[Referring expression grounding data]

- - -

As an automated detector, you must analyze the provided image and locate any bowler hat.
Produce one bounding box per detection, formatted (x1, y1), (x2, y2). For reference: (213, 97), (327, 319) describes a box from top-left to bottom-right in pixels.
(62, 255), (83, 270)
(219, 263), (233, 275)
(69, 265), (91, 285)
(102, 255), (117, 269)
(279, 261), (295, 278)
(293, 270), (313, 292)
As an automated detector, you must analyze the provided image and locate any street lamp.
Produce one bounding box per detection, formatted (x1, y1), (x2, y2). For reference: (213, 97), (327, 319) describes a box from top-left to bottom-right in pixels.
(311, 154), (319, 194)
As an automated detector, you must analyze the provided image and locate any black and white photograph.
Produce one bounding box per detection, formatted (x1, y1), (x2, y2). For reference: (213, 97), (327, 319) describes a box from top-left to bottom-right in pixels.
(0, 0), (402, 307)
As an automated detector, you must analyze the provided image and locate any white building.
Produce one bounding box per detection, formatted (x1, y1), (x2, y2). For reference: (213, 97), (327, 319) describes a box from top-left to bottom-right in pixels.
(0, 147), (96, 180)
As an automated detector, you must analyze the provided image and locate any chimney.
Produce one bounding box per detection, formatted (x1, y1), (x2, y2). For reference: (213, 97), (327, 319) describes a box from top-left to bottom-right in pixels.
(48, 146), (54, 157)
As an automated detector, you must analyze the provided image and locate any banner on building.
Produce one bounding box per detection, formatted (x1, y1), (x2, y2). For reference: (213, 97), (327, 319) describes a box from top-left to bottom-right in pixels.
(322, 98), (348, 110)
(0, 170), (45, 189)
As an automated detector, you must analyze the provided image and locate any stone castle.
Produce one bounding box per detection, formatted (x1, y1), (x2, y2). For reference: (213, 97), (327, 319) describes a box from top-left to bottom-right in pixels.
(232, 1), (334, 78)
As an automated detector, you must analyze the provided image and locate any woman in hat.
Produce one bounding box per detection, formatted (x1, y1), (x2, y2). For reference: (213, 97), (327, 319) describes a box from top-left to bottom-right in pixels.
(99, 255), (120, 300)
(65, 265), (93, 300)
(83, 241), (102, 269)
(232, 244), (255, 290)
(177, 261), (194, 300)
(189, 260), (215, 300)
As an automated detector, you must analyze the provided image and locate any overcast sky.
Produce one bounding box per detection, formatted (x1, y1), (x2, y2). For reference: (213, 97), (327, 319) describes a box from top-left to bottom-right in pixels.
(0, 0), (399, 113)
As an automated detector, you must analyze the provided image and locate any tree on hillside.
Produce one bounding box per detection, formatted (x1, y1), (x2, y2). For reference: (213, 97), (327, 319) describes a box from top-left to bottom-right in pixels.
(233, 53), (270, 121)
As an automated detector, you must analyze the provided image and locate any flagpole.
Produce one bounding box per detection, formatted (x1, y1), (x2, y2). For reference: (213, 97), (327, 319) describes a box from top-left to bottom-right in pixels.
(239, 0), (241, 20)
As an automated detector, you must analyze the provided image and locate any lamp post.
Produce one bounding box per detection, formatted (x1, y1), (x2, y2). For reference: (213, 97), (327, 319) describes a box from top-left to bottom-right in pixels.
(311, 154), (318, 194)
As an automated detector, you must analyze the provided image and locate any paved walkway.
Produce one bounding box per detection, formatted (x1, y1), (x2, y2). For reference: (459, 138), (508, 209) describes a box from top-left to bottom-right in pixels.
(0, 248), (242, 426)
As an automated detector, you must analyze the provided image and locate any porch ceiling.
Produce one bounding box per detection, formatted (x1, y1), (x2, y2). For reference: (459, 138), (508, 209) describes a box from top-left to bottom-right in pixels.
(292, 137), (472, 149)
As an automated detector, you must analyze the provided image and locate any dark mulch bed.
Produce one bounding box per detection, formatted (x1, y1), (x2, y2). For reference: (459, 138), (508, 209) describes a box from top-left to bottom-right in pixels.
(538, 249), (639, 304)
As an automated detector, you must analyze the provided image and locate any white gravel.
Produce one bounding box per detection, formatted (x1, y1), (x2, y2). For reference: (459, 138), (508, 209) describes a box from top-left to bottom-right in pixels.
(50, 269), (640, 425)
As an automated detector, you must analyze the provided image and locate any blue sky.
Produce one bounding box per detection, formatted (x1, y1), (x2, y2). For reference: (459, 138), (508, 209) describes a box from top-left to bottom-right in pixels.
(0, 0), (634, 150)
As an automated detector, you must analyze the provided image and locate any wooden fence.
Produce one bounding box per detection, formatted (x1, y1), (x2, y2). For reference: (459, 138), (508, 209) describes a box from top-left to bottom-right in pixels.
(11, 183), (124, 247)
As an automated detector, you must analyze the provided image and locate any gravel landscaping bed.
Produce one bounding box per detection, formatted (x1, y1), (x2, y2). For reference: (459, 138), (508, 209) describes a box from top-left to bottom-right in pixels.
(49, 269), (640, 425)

- - -

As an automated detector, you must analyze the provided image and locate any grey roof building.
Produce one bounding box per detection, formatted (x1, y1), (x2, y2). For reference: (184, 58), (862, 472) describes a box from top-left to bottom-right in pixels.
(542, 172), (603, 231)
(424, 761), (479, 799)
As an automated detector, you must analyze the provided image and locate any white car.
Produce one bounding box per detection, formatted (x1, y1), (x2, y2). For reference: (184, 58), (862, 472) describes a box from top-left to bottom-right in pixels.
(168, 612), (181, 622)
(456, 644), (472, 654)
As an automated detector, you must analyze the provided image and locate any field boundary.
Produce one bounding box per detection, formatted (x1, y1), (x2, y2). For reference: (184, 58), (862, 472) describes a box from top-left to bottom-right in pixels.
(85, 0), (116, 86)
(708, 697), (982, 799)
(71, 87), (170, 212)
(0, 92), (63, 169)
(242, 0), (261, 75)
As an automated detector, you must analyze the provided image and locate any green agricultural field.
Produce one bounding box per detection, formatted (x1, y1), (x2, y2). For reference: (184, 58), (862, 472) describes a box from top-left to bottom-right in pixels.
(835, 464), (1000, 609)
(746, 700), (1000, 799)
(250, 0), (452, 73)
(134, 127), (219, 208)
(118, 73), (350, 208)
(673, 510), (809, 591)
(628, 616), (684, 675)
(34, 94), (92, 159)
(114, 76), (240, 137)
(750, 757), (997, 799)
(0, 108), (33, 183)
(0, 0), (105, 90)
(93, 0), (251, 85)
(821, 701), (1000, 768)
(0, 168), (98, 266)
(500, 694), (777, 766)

- - -

**Work instruction**
Give back the records above exactly, limited to the lines between the one holding "any white building." and the one holding "banner on building.", inclusive.

**Task output**
As an automated detector, you must analyze the provided image and locate any white building.
Produce one bounding box per detection, formatted (x1, y1), (x2, y2). For reference: (213, 97), (327, 319) describes a box from top-left to bottom-right in pixels.
(0, 147), (96, 180)
As an automated detector, you must analyze the provided image and locate any chimney.
Produce one bounding box per detection, formatted (x1, y1), (x2, y2). For reference: (213, 97), (327, 319) describes a box from top-left to bottom-right in pixels.
(48, 146), (54, 157)
As an automated detector, you must analyze the provided image and locate any banner on building.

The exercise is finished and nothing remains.